§ **Given problem**
Copy out word for word everything from the start of the records below down to the line containing "Detect: red and white antenna tower", including both the first line and that one.
--- start Data entries ---
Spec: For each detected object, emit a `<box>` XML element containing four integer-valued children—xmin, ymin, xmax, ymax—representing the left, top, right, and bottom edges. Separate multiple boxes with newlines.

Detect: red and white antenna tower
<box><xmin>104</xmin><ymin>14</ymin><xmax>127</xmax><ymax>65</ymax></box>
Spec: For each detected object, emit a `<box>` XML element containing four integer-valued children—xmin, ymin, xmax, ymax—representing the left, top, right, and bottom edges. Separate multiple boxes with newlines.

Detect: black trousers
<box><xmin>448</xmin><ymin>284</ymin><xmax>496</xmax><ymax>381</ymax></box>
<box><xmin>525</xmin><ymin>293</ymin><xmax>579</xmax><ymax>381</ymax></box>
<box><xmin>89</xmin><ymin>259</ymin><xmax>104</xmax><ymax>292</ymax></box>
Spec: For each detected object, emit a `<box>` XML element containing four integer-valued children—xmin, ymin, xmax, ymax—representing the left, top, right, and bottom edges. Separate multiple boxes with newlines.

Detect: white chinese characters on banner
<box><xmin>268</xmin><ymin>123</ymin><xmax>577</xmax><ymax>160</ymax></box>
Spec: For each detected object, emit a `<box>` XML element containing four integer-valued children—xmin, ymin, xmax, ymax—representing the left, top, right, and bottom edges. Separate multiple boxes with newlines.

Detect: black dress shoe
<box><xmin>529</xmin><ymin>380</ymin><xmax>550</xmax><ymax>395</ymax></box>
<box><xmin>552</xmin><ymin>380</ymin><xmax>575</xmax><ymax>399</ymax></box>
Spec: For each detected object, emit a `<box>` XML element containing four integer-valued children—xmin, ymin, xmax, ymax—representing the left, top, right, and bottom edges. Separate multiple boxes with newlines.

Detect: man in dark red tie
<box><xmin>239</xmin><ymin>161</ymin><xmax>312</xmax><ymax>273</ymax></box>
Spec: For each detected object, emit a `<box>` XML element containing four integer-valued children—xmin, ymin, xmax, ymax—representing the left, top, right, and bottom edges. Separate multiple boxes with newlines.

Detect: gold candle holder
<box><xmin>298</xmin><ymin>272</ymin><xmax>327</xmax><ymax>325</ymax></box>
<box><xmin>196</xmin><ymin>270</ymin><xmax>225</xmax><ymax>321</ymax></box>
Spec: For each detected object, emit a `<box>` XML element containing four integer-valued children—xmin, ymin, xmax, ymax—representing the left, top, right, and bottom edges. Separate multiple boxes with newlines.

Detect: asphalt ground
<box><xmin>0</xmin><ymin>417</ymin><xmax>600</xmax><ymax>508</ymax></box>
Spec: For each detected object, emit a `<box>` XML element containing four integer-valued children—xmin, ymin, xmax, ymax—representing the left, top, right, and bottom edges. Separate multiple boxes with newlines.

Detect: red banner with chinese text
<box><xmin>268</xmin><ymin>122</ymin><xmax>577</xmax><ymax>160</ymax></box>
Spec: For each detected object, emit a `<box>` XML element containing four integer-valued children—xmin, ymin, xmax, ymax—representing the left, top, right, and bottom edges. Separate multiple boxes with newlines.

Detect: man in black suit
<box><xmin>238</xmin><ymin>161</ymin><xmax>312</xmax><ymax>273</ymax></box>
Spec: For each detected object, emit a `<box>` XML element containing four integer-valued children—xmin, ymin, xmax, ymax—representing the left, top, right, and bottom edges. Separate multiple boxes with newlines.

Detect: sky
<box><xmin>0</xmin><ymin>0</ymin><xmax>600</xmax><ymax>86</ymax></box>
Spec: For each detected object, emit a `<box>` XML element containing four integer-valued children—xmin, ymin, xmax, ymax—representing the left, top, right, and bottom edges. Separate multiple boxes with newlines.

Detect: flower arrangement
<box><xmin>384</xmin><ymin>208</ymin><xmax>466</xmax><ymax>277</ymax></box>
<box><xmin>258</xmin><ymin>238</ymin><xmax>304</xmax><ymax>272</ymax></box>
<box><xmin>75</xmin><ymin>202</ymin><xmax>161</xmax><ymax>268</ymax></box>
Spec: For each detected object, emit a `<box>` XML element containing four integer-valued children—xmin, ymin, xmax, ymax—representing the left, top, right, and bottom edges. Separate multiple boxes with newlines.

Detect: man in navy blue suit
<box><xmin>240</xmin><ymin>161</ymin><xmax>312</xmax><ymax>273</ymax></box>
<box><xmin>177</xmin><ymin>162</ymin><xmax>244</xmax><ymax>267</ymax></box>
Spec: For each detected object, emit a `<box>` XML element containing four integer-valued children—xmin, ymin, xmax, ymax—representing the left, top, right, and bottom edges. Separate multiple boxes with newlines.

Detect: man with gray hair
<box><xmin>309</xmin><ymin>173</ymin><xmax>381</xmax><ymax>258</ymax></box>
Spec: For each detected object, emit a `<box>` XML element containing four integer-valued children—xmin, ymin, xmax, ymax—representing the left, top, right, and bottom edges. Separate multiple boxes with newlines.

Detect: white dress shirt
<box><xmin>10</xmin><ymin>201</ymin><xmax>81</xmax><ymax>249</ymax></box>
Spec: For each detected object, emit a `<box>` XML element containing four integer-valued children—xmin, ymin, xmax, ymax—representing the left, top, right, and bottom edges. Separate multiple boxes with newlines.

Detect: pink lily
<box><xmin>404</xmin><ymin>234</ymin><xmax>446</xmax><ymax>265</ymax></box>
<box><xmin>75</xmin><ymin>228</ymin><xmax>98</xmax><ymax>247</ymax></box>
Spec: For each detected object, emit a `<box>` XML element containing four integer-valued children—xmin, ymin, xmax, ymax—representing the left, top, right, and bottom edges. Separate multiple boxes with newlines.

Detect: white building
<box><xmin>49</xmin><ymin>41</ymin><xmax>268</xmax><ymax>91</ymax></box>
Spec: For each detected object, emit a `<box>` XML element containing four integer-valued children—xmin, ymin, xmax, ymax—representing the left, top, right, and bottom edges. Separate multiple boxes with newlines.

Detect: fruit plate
--- end Data entries ---
§ **Output for this task**
Spec: For each detected object, emit a `<box>` XML element containing four integer-valued children—xmin, ymin, xmax, ymax—representing the left, top, right, and bottom edges. Separate multiple boxes with newlines.

Detect: red and white antenna tower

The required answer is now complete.